** begin Raw data **
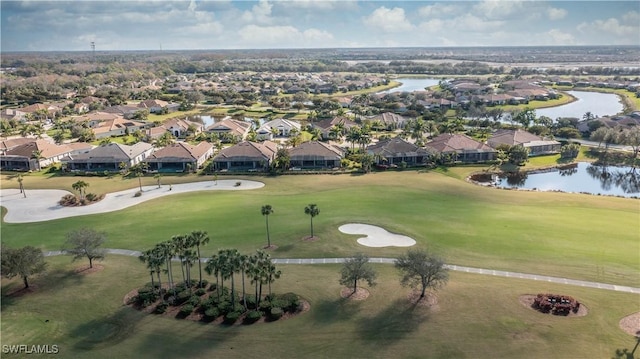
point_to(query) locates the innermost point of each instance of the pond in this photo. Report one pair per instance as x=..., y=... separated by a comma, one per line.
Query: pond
x=599, y=104
x=579, y=177
x=412, y=84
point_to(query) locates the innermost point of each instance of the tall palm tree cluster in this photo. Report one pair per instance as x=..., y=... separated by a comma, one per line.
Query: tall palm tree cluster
x=226, y=265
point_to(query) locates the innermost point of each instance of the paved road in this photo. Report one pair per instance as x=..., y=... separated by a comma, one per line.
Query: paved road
x=497, y=273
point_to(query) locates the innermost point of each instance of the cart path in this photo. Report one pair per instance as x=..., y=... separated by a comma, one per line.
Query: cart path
x=497, y=273
x=42, y=204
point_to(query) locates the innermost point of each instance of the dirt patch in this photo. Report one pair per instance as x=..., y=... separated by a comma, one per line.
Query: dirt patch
x=527, y=301
x=360, y=294
x=84, y=270
x=430, y=300
x=22, y=291
x=631, y=324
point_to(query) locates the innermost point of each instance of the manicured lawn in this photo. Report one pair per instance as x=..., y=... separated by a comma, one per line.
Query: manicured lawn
x=476, y=317
x=569, y=235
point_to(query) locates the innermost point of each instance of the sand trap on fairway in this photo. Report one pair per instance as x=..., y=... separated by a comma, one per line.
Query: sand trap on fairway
x=42, y=204
x=376, y=236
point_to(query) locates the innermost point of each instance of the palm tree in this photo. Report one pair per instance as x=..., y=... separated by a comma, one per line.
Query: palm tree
x=243, y=262
x=212, y=267
x=80, y=186
x=271, y=274
x=179, y=243
x=199, y=238
x=37, y=156
x=138, y=170
x=312, y=210
x=20, y=180
x=266, y=211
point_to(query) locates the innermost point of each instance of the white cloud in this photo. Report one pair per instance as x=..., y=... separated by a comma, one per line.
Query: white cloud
x=613, y=26
x=558, y=37
x=260, y=13
x=438, y=10
x=632, y=17
x=556, y=14
x=496, y=9
x=283, y=36
x=388, y=20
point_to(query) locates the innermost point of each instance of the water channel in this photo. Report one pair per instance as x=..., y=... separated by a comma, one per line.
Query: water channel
x=579, y=177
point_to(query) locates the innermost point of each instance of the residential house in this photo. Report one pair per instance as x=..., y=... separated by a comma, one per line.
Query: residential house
x=325, y=125
x=278, y=128
x=394, y=151
x=536, y=144
x=229, y=128
x=390, y=120
x=315, y=155
x=246, y=156
x=126, y=111
x=33, y=155
x=158, y=106
x=181, y=128
x=461, y=148
x=109, y=157
x=117, y=127
x=11, y=143
x=13, y=114
x=179, y=157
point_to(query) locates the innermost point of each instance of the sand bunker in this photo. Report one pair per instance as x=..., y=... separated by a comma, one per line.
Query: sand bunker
x=376, y=236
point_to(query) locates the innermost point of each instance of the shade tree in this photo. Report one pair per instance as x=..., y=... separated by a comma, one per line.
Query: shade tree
x=22, y=262
x=355, y=269
x=85, y=243
x=422, y=270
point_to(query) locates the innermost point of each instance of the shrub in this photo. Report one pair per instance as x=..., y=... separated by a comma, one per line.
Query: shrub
x=290, y=302
x=265, y=306
x=194, y=300
x=252, y=316
x=182, y=297
x=231, y=317
x=186, y=310
x=275, y=313
x=146, y=296
x=211, y=313
x=251, y=302
x=161, y=308
x=68, y=200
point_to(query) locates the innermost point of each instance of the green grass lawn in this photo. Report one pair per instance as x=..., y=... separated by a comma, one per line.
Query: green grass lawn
x=476, y=317
x=568, y=235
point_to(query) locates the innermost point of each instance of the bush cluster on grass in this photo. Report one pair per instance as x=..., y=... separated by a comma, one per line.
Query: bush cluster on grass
x=556, y=304
x=212, y=305
x=70, y=200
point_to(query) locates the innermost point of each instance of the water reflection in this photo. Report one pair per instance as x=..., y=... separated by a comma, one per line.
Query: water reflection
x=580, y=177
** end Raw data **
■ Written exercise ■
Reproduce all of the data above with every "innermost point" switched to "central point" and nothing else altered. Leave the pictures out of your answer.

■ Output for this task ■
point_to(query) locates the central point of each instance of the pond in this photo. Report one pair per instance as x=..., y=... separated by a comma, one per line.
Query: pond
x=599, y=104
x=579, y=177
x=412, y=84
point_to(query) locates the central point of each instance of the tall palm tree cluster in this photo. Report one pair per instance as x=..., y=... separated by a comma, one per line.
Query: tall palm tree cluster
x=226, y=265
point_to(query) locates the central point of each instance of the paved road in this photo. Report one pair per instance as x=..., y=... separated by a comma, one per line.
Query: paved road
x=497, y=273
point_to(query) locates the central point of each instance of the cart path in this photo. Report one pair per instance as x=..., y=... separated by a comma, one per line.
Query: cart path
x=497, y=273
x=42, y=204
point_to(query) locates the central point of each instance of the dirt patch in this photo. Report one pair per instance as x=..., y=... separated by a comma, one per line.
Query: dirt patch
x=527, y=301
x=360, y=294
x=84, y=270
x=430, y=300
x=22, y=291
x=631, y=324
point_to(query) locates the central point of each instance of the manicured lawn in this photo. Report one pair per instance as x=..., y=... separated by a comma, one per line.
Query: manicured lawn
x=476, y=317
x=569, y=235
point_to(query) locates the central point of each instance of the sand trap on fairway in this photo. Report one pair per instance as x=..., y=... separated by a comma, one per line.
Query: sand trap on fairway
x=42, y=204
x=376, y=236
point_to(query) locates the central point of each instance of the palm tree in this photo. Report one pair per instance as x=..., y=... separated by a comma, one per line.
Query: palm tree
x=243, y=262
x=212, y=267
x=80, y=186
x=271, y=274
x=179, y=243
x=199, y=238
x=37, y=156
x=138, y=170
x=312, y=210
x=20, y=180
x=266, y=211
point_to(query) locates the central point of each instance of the white cloud in this photo. Report one pair per instance as x=..., y=... separated by a comma, one per line.
Query: white cloud
x=613, y=26
x=558, y=37
x=260, y=13
x=438, y=10
x=632, y=17
x=556, y=14
x=496, y=9
x=283, y=36
x=388, y=20
point_to(query) locates the central point of each instance of the water channel in this photo. Report one pair per instance as x=..., y=... separated by a comma, one per line.
Query: water channel
x=579, y=177
point_to(query) locates the central point of each instance of the residential house in this photo. Report one pair per instance as x=..., y=... separated by a comma, one per line.
Query: residential house
x=325, y=125
x=278, y=128
x=394, y=151
x=536, y=144
x=229, y=128
x=390, y=120
x=315, y=155
x=246, y=156
x=126, y=111
x=33, y=155
x=158, y=106
x=181, y=128
x=461, y=148
x=109, y=157
x=117, y=127
x=11, y=143
x=13, y=114
x=179, y=157
point_to(query) locates the central point of each instance of the sand bunker in this photo. Report one pair per instance as x=..., y=... separated by a comma, one per line.
Query: sand bunker
x=376, y=236
point_to(query) locates the central point of each instance of the shade tree in this photo. Report one pair per instance as x=..., y=... separated by a comma, one per line.
Query: shade tree
x=22, y=262
x=355, y=269
x=85, y=243
x=422, y=270
point_to(query) locates the central point of each instance of the shrub in this photo. Report one pair per instance as x=..., y=... separated by a comma, one per line.
Query: shrub
x=290, y=302
x=265, y=306
x=194, y=300
x=252, y=316
x=182, y=297
x=231, y=317
x=186, y=310
x=275, y=313
x=146, y=296
x=211, y=313
x=251, y=302
x=161, y=308
x=68, y=200
point_to(query) locates the central point of each instance of the green grass lawn in this photo. Report one pair per instance as x=..., y=... separated by a comma, one per line.
Query: green grass lawn
x=476, y=317
x=568, y=235
point_to(query) locates the central point of each instance of the bush cluster on grass in this photo. Report one pair per instance as x=..., y=... separated by a comma, one per line.
Query: bush cluster on grass
x=556, y=304
x=212, y=305
x=70, y=200
point_to(query) locates the central point of each instance of the water reflection in this photo. Report one pair per instance as x=..., y=... separated by a comma, one per line.
Query: water reflection
x=580, y=177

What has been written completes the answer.